** Directions for this task **
Bring together all lines from the listing below that contain the string "linen".

==== Supplied information ====

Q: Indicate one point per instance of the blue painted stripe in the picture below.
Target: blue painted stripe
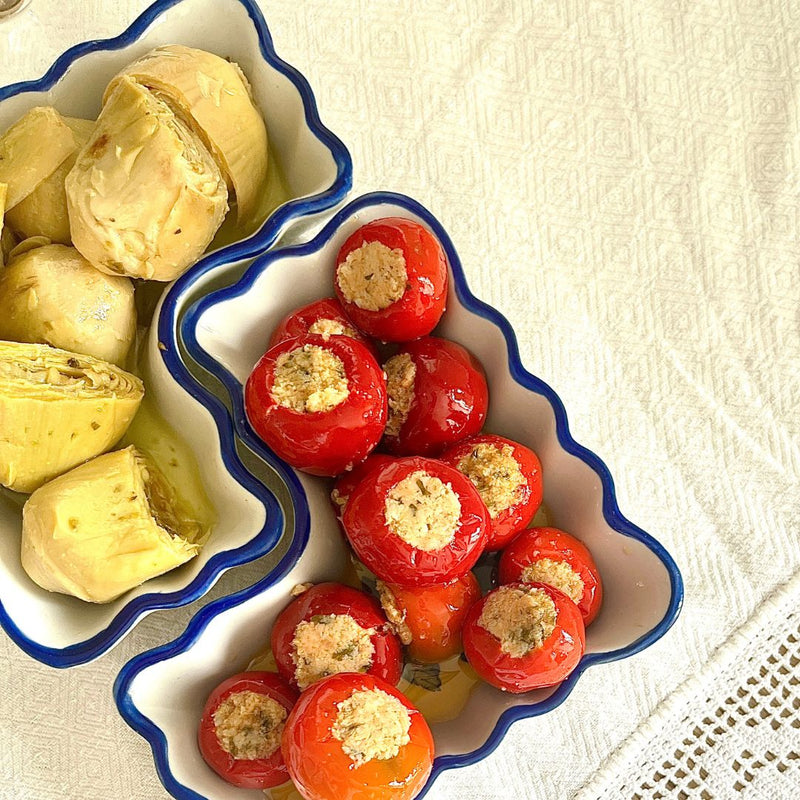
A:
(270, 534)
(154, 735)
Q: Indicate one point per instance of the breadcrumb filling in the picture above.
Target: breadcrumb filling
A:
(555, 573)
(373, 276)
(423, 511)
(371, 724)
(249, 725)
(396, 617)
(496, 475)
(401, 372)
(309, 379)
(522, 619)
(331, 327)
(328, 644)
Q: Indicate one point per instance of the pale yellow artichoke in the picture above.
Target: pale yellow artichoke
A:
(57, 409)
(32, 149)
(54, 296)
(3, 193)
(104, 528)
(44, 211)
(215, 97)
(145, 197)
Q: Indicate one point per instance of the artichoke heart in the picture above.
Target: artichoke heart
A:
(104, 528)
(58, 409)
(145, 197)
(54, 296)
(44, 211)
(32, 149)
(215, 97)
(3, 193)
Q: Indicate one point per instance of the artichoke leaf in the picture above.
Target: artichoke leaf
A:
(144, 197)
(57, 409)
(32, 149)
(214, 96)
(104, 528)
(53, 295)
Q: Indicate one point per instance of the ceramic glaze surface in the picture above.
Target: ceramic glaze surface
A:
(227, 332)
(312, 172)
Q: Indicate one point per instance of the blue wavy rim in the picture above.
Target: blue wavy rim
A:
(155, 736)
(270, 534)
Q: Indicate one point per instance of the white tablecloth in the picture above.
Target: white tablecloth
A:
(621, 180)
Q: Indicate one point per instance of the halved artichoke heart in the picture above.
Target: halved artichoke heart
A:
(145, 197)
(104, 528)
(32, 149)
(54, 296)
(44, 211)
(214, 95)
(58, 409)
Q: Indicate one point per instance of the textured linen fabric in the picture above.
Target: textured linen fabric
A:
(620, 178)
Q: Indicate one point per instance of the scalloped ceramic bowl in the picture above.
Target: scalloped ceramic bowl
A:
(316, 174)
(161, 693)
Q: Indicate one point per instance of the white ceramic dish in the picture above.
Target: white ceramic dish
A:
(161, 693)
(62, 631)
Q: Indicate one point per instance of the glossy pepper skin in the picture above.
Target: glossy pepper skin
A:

====

** Exercise output **
Q: Indicate one point per instance of the textured linen fabric in the picture above.
Target: textured linen fabric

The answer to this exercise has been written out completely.